-- Given text --
[Start of section]
The building known as "General House" (上將府主樓) was built by Shen Hongying, a warlord of the Guangxi clique (桂系) during the warlord period (1912–1928) of the Chinese Republic. Shen Hongying was born in 1871 and moved to Luorong (雒容) of Guangxi from Enping of Guangdong. He had been a bandit and later became a prefecture officer (管帶) in the Qing government. He then served at the Republic government and was promoted to a number of posts, eventually became defence commissioner in the two provinces. He was the Commander-in-Chief of the Frontier Defence of the Third Route Army of Guangdong and Guangxi (粵桂邊防第三路軍總司令), had armed confrontations with the renowned generals Bai Chongxi and Li Zongren in 1925, and later fled to Hong Kong. When he was a general in the Chinese mainland, he bought a lot of land in Hong Kong. He was a member of the Board of Director of Pok Oi Hospital in 1932 and 1933 and its chairman in 1934. His residence in Fung Kat Heung was completed approximately in 1932.

The residence is called Shum Residence (沈氏大屋) or Chun Nam Tong (鎮南堂) is a modern version of a Hakka house of high built heritage value. It is built in a row of three houses separated by two courtyards blending traditional Hakka architecture with western design elements. The largest component is the General House (上將府) in the middle and to its right is the Shum Ancestral Hall (沈氏家祠) and to its left the Hip Wai House (協威樓). The House's main building is a two-story structure having a rectangular hall surrounded by a U-shaped unit of living-rooms with a courtyard separating it. The upper story is accessed by a staircase in the hall and a bridge on the upper story is linking it to the rear unit. Verandas are on both storeys of the U-shaped unit. The building is constructed of green bricks having its walls supporting part of its pitched roofs of timber rafters, purlins and clay tiles. Part of its roofs are reinforced flat concrete ones. The building is with minimal decoration with the name board at its entrance above the lintel and simple fascia boards and black wall friezes.
[End of section]
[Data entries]
[Start of section]
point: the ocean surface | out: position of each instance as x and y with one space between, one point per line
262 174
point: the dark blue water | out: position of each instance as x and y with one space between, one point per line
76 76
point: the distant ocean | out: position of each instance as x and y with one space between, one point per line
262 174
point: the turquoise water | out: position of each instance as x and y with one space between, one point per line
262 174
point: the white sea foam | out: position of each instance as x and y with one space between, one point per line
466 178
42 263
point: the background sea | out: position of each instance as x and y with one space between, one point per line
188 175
[End of section]
-- Questions on the material --
1) List the three houses that form the row described in the Shum Residence text, and give the position of each.
2) Continue the Shum Residence text from its final sentence.

-- Task-by-task answers --
1)
- General House (上將府): in the middle
- Shum Ancestral Hall (沈氏家祠): to the right of the General House
- Hip Wai House (協威樓): to the left of the General House

2)
The General House was used as the dining and living rooms where Shum met his friends and had meals with his friends and family. The four characters (宣威馳譽) by Chinese politician Li Yuanhong still hang in the living room of the general's house. Hip Wai House was where Shum lived. The Shum Ancestral Hall houses a number of soul tablets of Shum ancestors for worship with special offerings during the Chinese New Year, Qingming and Chung Yeung Festivals. Dim Dang (點燈) ritual is still held at the hall on the first day of the first lunar month. It is a rare example of early 1930s residential architecture.

== Additional places of historic interest ==
Also located in Fung Kat Heung is Miu Kok Yuen (妙覺園) and Ming Yuen (明園).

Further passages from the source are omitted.